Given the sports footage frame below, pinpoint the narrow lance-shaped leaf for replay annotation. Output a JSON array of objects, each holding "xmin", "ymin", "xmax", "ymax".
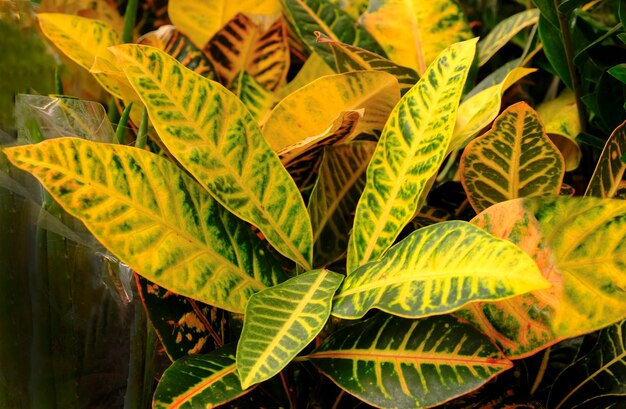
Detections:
[
  {"xmin": 585, "ymin": 119, "xmax": 626, "ymax": 198},
  {"xmin": 460, "ymin": 102, "xmax": 565, "ymax": 213},
  {"xmin": 347, "ymin": 40, "xmax": 476, "ymax": 273},
  {"xmin": 4, "ymin": 138, "xmax": 282, "ymax": 312},
  {"xmin": 308, "ymin": 314, "xmax": 513, "ymax": 408},
  {"xmin": 237, "ymin": 270, "xmax": 343, "ymax": 389},
  {"xmin": 113, "ymin": 45, "xmax": 312, "ymax": 268},
  {"xmin": 332, "ymin": 221, "xmax": 550, "ymax": 319}
]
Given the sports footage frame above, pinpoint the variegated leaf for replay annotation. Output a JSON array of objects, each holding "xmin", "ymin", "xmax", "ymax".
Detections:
[
  {"xmin": 113, "ymin": 45, "xmax": 312, "ymax": 269},
  {"xmin": 204, "ymin": 13, "xmax": 289, "ymax": 91},
  {"xmin": 237, "ymin": 270, "xmax": 343, "ymax": 389},
  {"xmin": 478, "ymin": 9, "xmax": 539, "ymax": 66},
  {"xmin": 4, "ymin": 138, "xmax": 282, "ymax": 312},
  {"xmin": 308, "ymin": 314, "xmax": 513, "ymax": 408},
  {"xmin": 309, "ymin": 141, "xmax": 376, "ymax": 267},
  {"xmin": 459, "ymin": 102, "xmax": 565, "ymax": 213},
  {"xmin": 347, "ymin": 40, "xmax": 476, "ymax": 273},
  {"xmin": 332, "ymin": 221, "xmax": 550, "ymax": 319},
  {"xmin": 456, "ymin": 196, "xmax": 626, "ymax": 358},
  {"xmin": 263, "ymin": 71, "xmax": 400, "ymax": 151},
  {"xmin": 361, "ymin": 0, "xmax": 472, "ymax": 76}
]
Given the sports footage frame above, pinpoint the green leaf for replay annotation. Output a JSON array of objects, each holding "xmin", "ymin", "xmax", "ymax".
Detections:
[
  {"xmin": 585, "ymin": 122, "xmax": 626, "ymax": 198},
  {"xmin": 4, "ymin": 138, "xmax": 283, "ymax": 312},
  {"xmin": 347, "ymin": 35, "xmax": 476, "ymax": 272},
  {"xmin": 113, "ymin": 45, "xmax": 312, "ymax": 268},
  {"xmin": 308, "ymin": 141, "xmax": 376, "ymax": 267},
  {"xmin": 332, "ymin": 221, "xmax": 550, "ymax": 319},
  {"xmin": 459, "ymin": 102, "xmax": 565, "ymax": 213},
  {"xmin": 308, "ymin": 314, "xmax": 513, "ymax": 408},
  {"xmin": 152, "ymin": 344, "xmax": 252, "ymax": 409},
  {"xmin": 478, "ymin": 9, "xmax": 539, "ymax": 67},
  {"xmin": 237, "ymin": 270, "xmax": 343, "ymax": 389}
]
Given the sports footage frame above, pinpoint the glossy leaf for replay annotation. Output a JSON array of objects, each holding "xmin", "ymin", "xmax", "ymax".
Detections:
[
  {"xmin": 464, "ymin": 196, "xmax": 626, "ymax": 358},
  {"xmin": 204, "ymin": 13, "xmax": 289, "ymax": 91},
  {"xmin": 347, "ymin": 36, "xmax": 476, "ymax": 272},
  {"xmin": 152, "ymin": 344, "xmax": 249, "ymax": 409},
  {"xmin": 460, "ymin": 102, "xmax": 565, "ymax": 213},
  {"xmin": 237, "ymin": 270, "xmax": 343, "ymax": 389},
  {"xmin": 167, "ymin": 0, "xmax": 280, "ymax": 47},
  {"xmin": 585, "ymin": 122, "xmax": 626, "ymax": 198},
  {"xmin": 478, "ymin": 9, "xmax": 539, "ymax": 66},
  {"xmin": 114, "ymin": 45, "xmax": 312, "ymax": 268},
  {"xmin": 308, "ymin": 314, "xmax": 512, "ymax": 408},
  {"xmin": 263, "ymin": 71, "xmax": 400, "ymax": 151},
  {"xmin": 309, "ymin": 141, "xmax": 376, "ymax": 267},
  {"xmin": 361, "ymin": 0, "xmax": 472, "ymax": 75},
  {"xmin": 4, "ymin": 138, "xmax": 282, "ymax": 312},
  {"xmin": 332, "ymin": 221, "xmax": 550, "ymax": 319}
]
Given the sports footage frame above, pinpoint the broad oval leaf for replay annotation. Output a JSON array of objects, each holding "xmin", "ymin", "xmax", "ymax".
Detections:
[
  {"xmin": 332, "ymin": 221, "xmax": 550, "ymax": 319},
  {"xmin": 361, "ymin": 0, "xmax": 472, "ymax": 75},
  {"xmin": 347, "ymin": 39, "xmax": 476, "ymax": 273},
  {"xmin": 152, "ymin": 344, "xmax": 252, "ymax": 409},
  {"xmin": 263, "ymin": 71, "xmax": 400, "ymax": 151},
  {"xmin": 459, "ymin": 102, "xmax": 565, "ymax": 213},
  {"xmin": 4, "ymin": 138, "xmax": 283, "ymax": 312},
  {"xmin": 585, "ymin": 119, "xmax": 626, "ymax": 198},
  {"xmin": 456, "ymin": 196, "xmax": 626, "ymax": 358},
  {"xmin": 308, "ymin": 314, "xmax": 513, "ymax": 408},
  {"xmin": 237, "ymin": 270, "xmax": 343, "ymax": 389},
  {"xmin": 113, "ymin": 45, "xmax": 312, "ymax": 269}
]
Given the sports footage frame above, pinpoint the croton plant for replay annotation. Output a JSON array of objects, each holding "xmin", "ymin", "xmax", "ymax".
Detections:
[{"xmin": 2, "ymin": 0, "xmax": 626, "ymax": 408}]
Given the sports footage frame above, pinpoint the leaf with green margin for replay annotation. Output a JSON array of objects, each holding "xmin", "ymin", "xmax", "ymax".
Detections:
[
  {"xmin": 4, "ymin": 138, "xmax": 283, "ymax": 312},
  {"xmin": 347, "ymin": 39, "xmax": 477, "ymax": 273},
  {"xmin": 459, "ymin": 102, "xmax": 565, "ymax": 213},
  {"xmin": 455, "ymin": 196, "xmax": 626, "ymax": 359},
  {"xmin": 237, "ymin": 270, "xmax": 343, "ymax": 389},
  {"xmin": 308, "ymin": 141, "xmax": 376, "ymax": 267},
  {"xmin": 263, "ymin": 71, "xmax": 400, "ymax": 151},
  {"xmin": 332, "ymin": 220, "xmax": 550, "ymax": 319},
  {"xmin": 546, "ymin": 321, "xmax": 626, "ymax": 409},
  {"xmin": 152, "ymin": 344, "xmax": 252, "ymax": 409},
  {"xmin": 314, "ymin": 31, "xmax": 419, "ymax": 94},
  {"xmin": 361, "ymin": 0, "xmax": 473, "ymax": 75},
  {"xmin": 478, "ymin": 9, "xmax": 539, "ymax": 67},
  {"xmin": 307, "ymin": 314, "xmax": 513, "ymax": 408},
  {"xmin": 112, "ymin": 45, "xmax": 313, "ymax": 269},
  {"xmin": 585, "ymin": 122, "xmax": 626, "ymax": 198}
]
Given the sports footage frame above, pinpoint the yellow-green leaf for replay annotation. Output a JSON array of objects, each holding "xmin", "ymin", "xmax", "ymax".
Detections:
[
  {"xmin": 585, "ymin": 122, "xmax": 626, "ymax": 198},
  {"xmin": 347, "ymin": 40, "xmax": 476, "ymax": 272},
  {"xmin": 332, "ymin": 221, "xmax": 550, "ymax": 319},
  {"xmin": 263, "ymin": 71, "xmax": 400, "ymax": 151},
  {"xmin": 361, "ymin": 0, "xmax": 472, "ymax": 76},
  {"xmin": 113, "ymin": 45, "xmax": 313, "ymax": 268},
  {"xmin": 4, "ymin": 138, "xmax": 282, "ymax": 312},
  {"xmin": 237, "ymin": 270, "xmax": 343, "ymax": 389},
  {"xmin": 167, "ymin": 0, "xmax": 281, "ymax": 47},
  {"xmin": 460, "ymin": 102, "xmax": 565, "ymax": 213}
]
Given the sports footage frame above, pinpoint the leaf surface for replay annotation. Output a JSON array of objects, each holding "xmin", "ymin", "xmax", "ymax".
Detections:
[
  {"xmin": 114, "ymin": 45, "xmax": 312, "ymax": 268},
  {"xmin": 308, "ymin": 314, "xmax": 512, "ymax": 408},
  {"xmin": 4, "ymin": 138, "xmax": 282, "ymax": 312},
  {"xmin": 237, "ymin": 270, "xmax": 343, "ymax": 389},
  {"xmin": 347, "ymin": 36, "xmax": 476, "ymax": 272}
]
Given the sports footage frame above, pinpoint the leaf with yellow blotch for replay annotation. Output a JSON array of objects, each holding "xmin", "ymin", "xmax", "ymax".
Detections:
[
  {"xmin": 112, "ymin": 44, "xmax": 313, "ymax": 268},
  {"xmin": 167, "ymin": 0, "xmax": 281, "ymax": 47},
  {"xmin": 204, "ymin": 13, "xmax": 289, "ymax": 91},
  {"xmin": 347, "ymin": 39, "xmax": 476, "ymax": 273},
  {"xmin": 4, "ymin": 138, "xmax": 283, "ymax": 313},
  {"xmin": 459, "ymin": 102, "xmax": 565, "ymax": 213},
  {"xmin": 361, "ymin": 0, "xmax": 473, "ymax": 76},
  {"xmin": 455, "ymin": 196, "xmax": 626, "ymax": 358}
]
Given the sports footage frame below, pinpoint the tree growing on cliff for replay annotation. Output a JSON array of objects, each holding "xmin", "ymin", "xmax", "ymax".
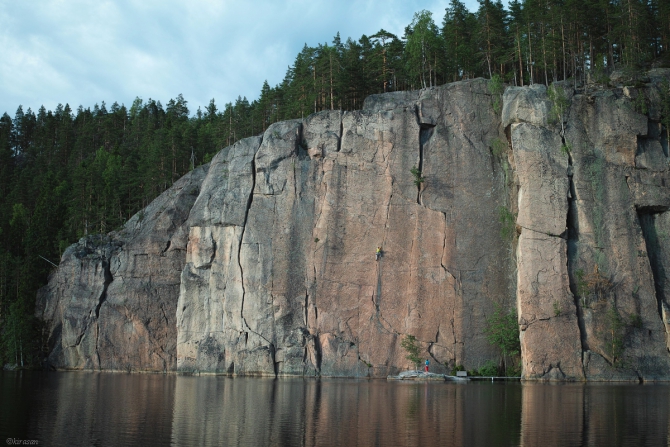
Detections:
[
  {"xmin": 484, "ymin": 304, "xmax": 521, "ymax": 375},
  {"xmin": 400, "ymin": 335, "xmax": 421, "ymax": 369}
]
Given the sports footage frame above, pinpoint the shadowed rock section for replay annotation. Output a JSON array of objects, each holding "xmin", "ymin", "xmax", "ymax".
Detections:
[{"xmin": 37, "ymin": 73, "xmax": 670, "ymax": 381}]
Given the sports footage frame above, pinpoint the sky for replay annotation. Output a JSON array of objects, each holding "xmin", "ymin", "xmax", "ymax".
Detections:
[{"xmin": 0, "ymin": 0, "xmax": 478, "ymax": 117}]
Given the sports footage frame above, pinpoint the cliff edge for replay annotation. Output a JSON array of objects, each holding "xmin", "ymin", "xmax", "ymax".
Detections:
[{"xmin": 36, "ymin": 73, "xmax": 670, "ymax": 381}]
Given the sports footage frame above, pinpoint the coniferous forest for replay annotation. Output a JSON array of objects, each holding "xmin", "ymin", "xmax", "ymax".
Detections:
[{"xmin": 0, "ymin": 0, "xmax": 670, "ymax": 365}]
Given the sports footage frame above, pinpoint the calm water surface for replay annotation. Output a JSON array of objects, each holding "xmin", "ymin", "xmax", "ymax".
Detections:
[{"xmin": 0, "ymin": 372, "xmax": 670, "ymax": 447}]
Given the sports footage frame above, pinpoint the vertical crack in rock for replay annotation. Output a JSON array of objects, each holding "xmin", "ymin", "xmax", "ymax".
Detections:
[
  {"xmin": 637, "ymin": 207, "xmax": 667, "ymax": 321},
  {"xmin": 94, "ymin": 257, "xmax": 114, "ymax": 370},
  {"xmin": 416, "ymin": 124, "xmax": 435, "ymax": 205},
  {"xmin": 566, "ymin": 164, "xmax": 589, "ymax": 354},
  {"xmin": 237, "ymin": 149, "xmax": 260, "ymax": 338}
]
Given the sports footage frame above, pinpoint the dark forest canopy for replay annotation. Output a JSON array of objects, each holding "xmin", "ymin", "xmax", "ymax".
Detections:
[{"xmin": 0, "ymin": 0, "xmax": 670, "ymax": 363}]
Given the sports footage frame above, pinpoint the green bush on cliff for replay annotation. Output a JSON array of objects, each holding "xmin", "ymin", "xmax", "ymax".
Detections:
[
  {"xmin": 400, "ymin": 335, "xmax": 421, "ymax": 369},
  {"xmin": 484, "ymin": 304, "xmax": 521, "ymax": 374},
  {"xmin": 488, "ymin": 74, "xmax": 505, "ymax": 114}
]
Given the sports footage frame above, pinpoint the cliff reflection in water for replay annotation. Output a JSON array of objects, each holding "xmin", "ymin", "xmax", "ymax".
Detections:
[
  {"xmin": 172, "ymin": 377, "xmax": 521, "ymax": 446},
  {"xmin": 0, "ymin": 373, "xmax": 670, "ymax": 446}
]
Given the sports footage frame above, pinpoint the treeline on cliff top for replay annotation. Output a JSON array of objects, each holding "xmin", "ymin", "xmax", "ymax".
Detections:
[{"xmin": 0, "ymin": 0, "xmax": 670, "ymax": 364}]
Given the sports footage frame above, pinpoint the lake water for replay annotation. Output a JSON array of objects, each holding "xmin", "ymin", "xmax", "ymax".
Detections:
[{"xmin": 0, "ymin": 372, "xmax": 670, "ymax": 447}]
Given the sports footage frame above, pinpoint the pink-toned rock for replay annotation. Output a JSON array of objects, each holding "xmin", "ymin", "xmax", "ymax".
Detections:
[{"xmin": 36, "ymin": 73, "xmax": 670, "ymax": 381}]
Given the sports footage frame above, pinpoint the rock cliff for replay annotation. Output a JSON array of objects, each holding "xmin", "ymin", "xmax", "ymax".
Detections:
[{"xmin": 36, "ymin": 70, "xmax": 670, "ymax": 381}]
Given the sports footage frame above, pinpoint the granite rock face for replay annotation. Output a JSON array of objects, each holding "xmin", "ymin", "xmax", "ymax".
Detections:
[{"xmin": 37, "ymin": 75, "xmax": 670, "ymax": 380}]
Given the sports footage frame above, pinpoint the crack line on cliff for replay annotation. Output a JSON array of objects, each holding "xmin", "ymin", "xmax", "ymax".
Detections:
[{"xmin": 237, "ymin": 139, "xmax": 262, "ymax": 330}]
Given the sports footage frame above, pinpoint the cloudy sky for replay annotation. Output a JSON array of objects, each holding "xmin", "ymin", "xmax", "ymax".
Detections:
[{"xmin": 0, "ymin": 0, "xmax": 478, "ymax": 117}]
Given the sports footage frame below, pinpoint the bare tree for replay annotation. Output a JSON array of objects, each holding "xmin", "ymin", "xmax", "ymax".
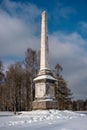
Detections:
[{"xmin": 25, "ymin": 48, "xmax": 38, "ymax": 110}]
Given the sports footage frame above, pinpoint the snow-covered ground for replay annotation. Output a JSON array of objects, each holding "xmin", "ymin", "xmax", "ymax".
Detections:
[{"xmin": 0, "ymin": 110, "xmax": 87, "ymax": 130}]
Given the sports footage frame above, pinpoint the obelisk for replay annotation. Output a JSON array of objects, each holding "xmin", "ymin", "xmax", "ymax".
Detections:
[{"xmin": 33, "ymin": 11, "xmax": 57, "ymax": 110}]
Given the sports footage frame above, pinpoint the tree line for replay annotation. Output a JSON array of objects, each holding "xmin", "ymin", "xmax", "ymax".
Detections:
[{"xmin": 0, "ymin": 48, "xmax": 85, "ymax": 114}]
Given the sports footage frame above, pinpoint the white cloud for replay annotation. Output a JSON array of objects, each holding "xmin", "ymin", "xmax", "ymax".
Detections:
[
  {"xmin": 78, "ymin": 21, "xmax": 87, "ymax": 33},
  {"xmin": 0, "ymin": 0, "xmax": 41, "ymax": 57}
]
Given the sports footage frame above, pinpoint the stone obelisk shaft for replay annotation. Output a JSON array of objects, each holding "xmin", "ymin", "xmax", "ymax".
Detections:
[{"xmin": 40, "ymin": 11, "xmax": 49, "ymax": 70}]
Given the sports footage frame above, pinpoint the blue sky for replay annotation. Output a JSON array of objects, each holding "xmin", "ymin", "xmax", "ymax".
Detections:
[{"xmin": 0, "ymin": 0, "xmax": 87, "ymax": 99}]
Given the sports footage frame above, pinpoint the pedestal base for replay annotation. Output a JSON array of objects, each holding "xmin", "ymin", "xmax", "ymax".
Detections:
[{"xmin": 33, "ymin": 100, "xmax": 58, "ymax": 110}]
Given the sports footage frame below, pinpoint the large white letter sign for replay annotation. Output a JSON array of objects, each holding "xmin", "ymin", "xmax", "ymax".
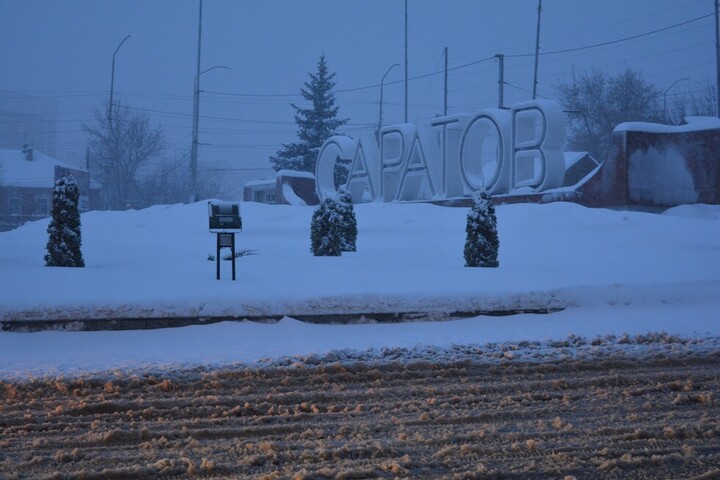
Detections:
[
  {"xmin": 430, "ymin": 115, "xmax": 472, "ymax": 198},
  {"xmin": 315, "ymin": 100, "xmax": 565, "ymax": 202},
  {"xmin": 460, "ymin": 109, "xmax": 511, "ymax": 195},
  {"xmin": 347, "ymin": 132, "xmax": 380, "ymax": 203},
  {"xmin": 315, "ymin": 135, "xmax": 358, "ymax": 199},
  {"xmin": 510, "ymin": 100, "xmax": 565, "ymax": 192}
]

• _Given instruction_: Collect every line of the records above that contains the string "white", treating uppercase and lowercase letters as distinct.

• _Exercise output_:
Given the sports footage frame above, pinpoint the white cloud for replay annotation. Output a JSON array of objects, each holding "xmin", "ymin", "xmax", "ymax".
Given the sports footage frame below, pinpoint the large white letter sign for replay annotation. Output a JSON array of objects, each holding "xmin", "ymin", "xmax", "ymax".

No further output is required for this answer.